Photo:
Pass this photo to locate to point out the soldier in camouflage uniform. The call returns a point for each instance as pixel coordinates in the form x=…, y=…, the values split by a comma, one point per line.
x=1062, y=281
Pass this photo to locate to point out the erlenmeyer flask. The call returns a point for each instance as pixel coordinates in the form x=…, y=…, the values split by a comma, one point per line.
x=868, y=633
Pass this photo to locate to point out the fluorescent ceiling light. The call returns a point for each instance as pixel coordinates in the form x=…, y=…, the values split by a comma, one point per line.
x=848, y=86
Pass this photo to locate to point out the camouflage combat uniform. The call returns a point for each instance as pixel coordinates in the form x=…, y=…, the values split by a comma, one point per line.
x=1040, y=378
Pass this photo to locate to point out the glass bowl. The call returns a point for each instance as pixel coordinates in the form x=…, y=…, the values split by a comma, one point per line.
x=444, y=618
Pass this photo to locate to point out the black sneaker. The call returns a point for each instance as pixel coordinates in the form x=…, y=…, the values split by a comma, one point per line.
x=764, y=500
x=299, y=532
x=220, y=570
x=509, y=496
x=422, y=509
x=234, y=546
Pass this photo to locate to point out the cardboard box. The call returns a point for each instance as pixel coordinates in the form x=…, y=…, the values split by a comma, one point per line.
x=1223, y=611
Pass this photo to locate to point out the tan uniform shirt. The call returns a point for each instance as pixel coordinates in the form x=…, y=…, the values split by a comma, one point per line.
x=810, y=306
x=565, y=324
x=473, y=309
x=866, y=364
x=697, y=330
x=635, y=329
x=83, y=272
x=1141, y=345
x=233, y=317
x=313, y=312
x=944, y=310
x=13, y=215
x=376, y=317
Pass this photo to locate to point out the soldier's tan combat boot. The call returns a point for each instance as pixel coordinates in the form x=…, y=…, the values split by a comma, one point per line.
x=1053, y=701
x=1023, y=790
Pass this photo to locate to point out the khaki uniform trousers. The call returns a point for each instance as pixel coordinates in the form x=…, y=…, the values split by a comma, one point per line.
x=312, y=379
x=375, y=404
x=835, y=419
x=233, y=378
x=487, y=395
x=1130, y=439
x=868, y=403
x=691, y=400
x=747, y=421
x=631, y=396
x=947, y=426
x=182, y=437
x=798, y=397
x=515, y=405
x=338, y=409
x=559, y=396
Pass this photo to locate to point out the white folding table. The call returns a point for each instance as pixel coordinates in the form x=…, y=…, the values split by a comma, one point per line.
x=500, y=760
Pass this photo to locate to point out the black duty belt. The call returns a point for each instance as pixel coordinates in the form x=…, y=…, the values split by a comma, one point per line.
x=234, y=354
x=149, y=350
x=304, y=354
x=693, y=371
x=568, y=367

-- 指示 --
上の資料の全行について、「camouflage」を「camo」に置き換え、ほかは一切変えずに書き直すこと。

-- 解答 --
Photo:
Pass this photo to locate to point out the soldier in camo uniform. The call returns a point for each instance as pixel coordinates in the form x=…, y=…, the values split by a comma, one point per line.
x=1062, y=281
Pass this photo to locate to point out the erlenmeyer flask. The call returns a point for each instance as pixel coordinates in the form x=…, y=…, the values split by a comma, one point per line.
x=868, y=633
Pass this photo to locate to point out the fluorescent ceiling light. The call returns a point for each instance as pixel coordinates in the form x=…, y=…, the values split by a comma, one point per line.
x=848, y=86
Pass this photo to locate to point out the camo combat uniform. The call returns a point for each instance as pixel coordinates in the form x=…, y=…, the values split by a comma, one point per line.
x=1040, y=378
Pass this photo to locate to point out the glass bowl. The call returns a point for each instance as pixel coordinates in the form x=…, y=…, the values split by a comma, one point per line.
x=444, y=618
Pass this photo to locate to point out the black sneaker. The call returns a point for each instance as pixel coordinates in the form x=…, y=…, the values split by a comma, one point per line.
x=764, y=500
x=299, y=532
x=220, y=570
x=509, y=496
x=422, y=509
x=234, y=546
Pass this photo to locate to point out the cardboard box. The call returns a point for each instance as pixel coordinates in the form x=…, y=…, the values split by a comma, one point per line.
x=1223, y=611
Pass this photo to locate to point out the tan uniform shirt. The call returns a point for each instance as pixel coordinates in the form x=…, y=…, the values split by a comma, one point per line.
x=810, y=306
x=565, y=324
x=473, y=309
x=866, y=364
x=697, y=330
x=635, y=329
x=83, y=272
x=1141, y=345
x=233, y=317
x=313, y=312
x=944, y=310
x=13, y=215
x=376, y=317
Pass this photo to locate to point out the soldier's tan combat boot. The call returns a point for each instance as pixel coordinates in the form x=…, y=…, the values split by a comma, one point per line.
x=1053, y=701
x=1023, y=790
Pass this photo to locate to point out the khaki uniform trousers. The call returns a point for each instance as pixel coordinates in the form x=…, y=…, the values split by a comma, one point per line.
x=312, y=379
x=375, y=404
x=835, y=419
x=233, y=378
x=487, y=395
x=1130, y=439
x=868, y=403
x=691, y=400
x=747, y=421
x=631, y=396
x=947, y=426
x=182, y=437
x=798, y=397
x=515, y=405
x=338, y=409
x=559, y=396
Pass this photo to locate to point out the white folding table. The call returns a point for each instance as pixel coordinates in the form x=…, y=…, the values split by a comma, one point per line.
x=500, y=760
Pass this photo to locate to point out the black duty belt. The call returns a point for each instance as pixel coordinates in the form x=…, y=…, the values split by a comma, one point per line.
x=234, y=354
x=149, y=350
x=304, y=354
x=693, y=371
x=568, y=367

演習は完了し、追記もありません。